**Excerpt to read:**
2023-01-23
This is a guest post from Ryan Garnett, Data Management Insights & Analytics Manager at Green Shield Canada. Ryan works to bridge technical teams and senior executives by effectively communicating complex transformational change, achieved through international experience in technology development, operational management, client service, and strategic development. Keep in touch on LinkedIn.
Everything happens somewhere. Location is an important factor when people make decisions that influences various life decisions, from buying a house, choosing a school, to vacations, or selecting a restaurant to eat out at. Within the data space utilizing location data is becoming increasingly important in data analysis, data science, and machine learning. Data wrangling is an integral part of data science, typically occupying a significant portion of time and effort, with location data adding to the complexity.

**Jobs:**
- 1) In the guest post on location data, list every area in which Ryan Garnett's international experience is said to lie.
- 2) Pick up the guest post on location data right after its final sentence and keep writing it.
The data that follows has no connection to the guest post on location data.

**Data block:**
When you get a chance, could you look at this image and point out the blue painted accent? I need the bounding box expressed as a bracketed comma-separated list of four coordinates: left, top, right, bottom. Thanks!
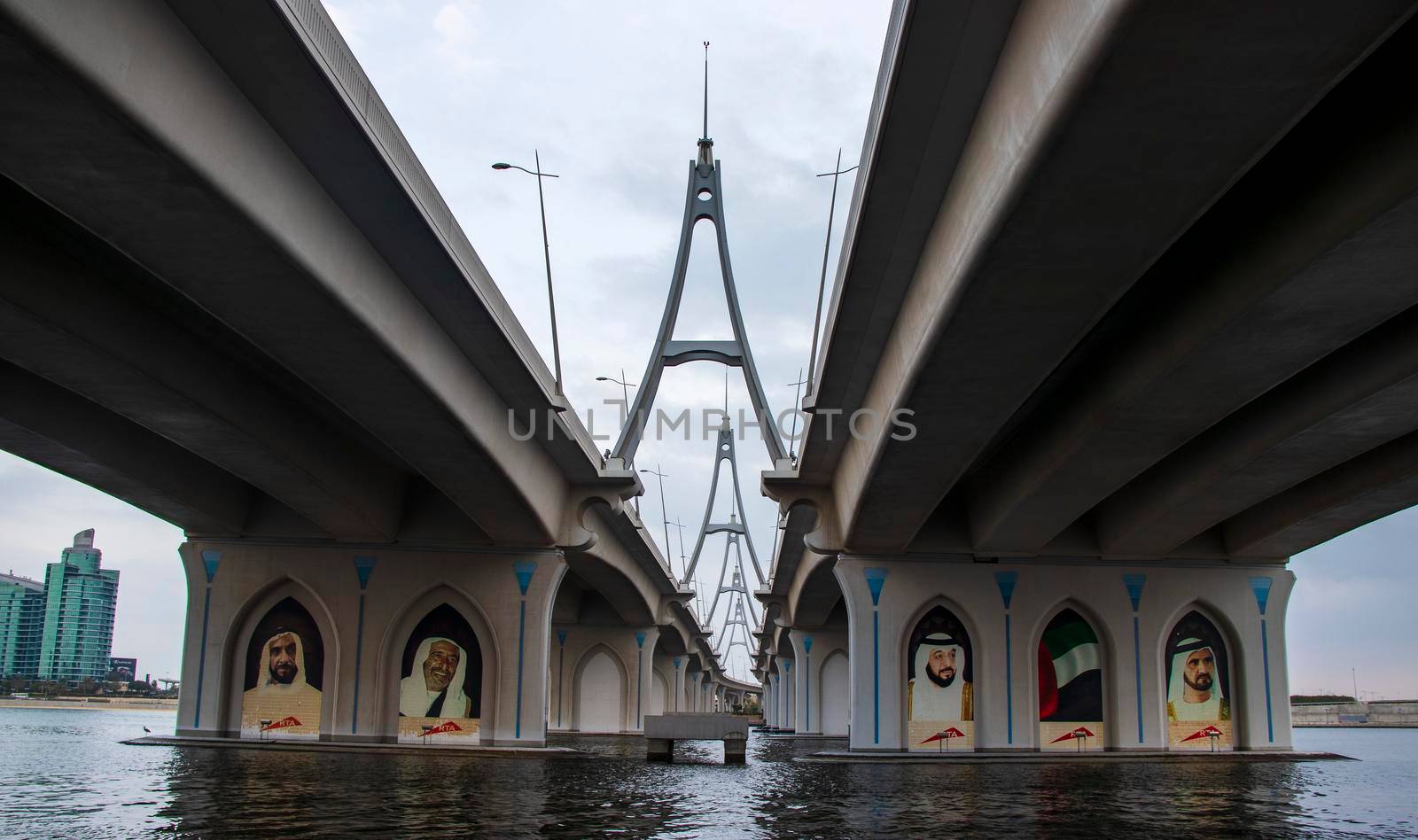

**Answers given:**
- 1) technology development, operational management, client service, strategic development

- 2)
Location data can be large, consisting of hundreds of thousands to billions of observations in a single dataset. With location-based analysis consistently utilizing multiple datasets, the time to complete the analysis can be lengthy. Similar to other data analytics, the majority of location-based analysis tasks are performed sequentially using a single processor on a computer, even though many of the operations performed have no dependency on the other data or their outcome; if only there were another way…well, let me introduce you to distributed location-based processing.
What is distributed processing? In short, distributed processing is the use of multiple computer processors to execute a single computational task. A distributed process is executed by splitting a task into smaller chunks which are simultaneously performed on multiple processors. We can use distributed processing to make our code run faster, sometimes much faster. For large geospatial datasets that require a lot of computational power, distributed processing can reduce the time needed to handle complex data manipulation.
In this post, we’ll explore different techniques for wrangling location data, the processing time required for each, and the significant improvements that can be seen with distributed processing.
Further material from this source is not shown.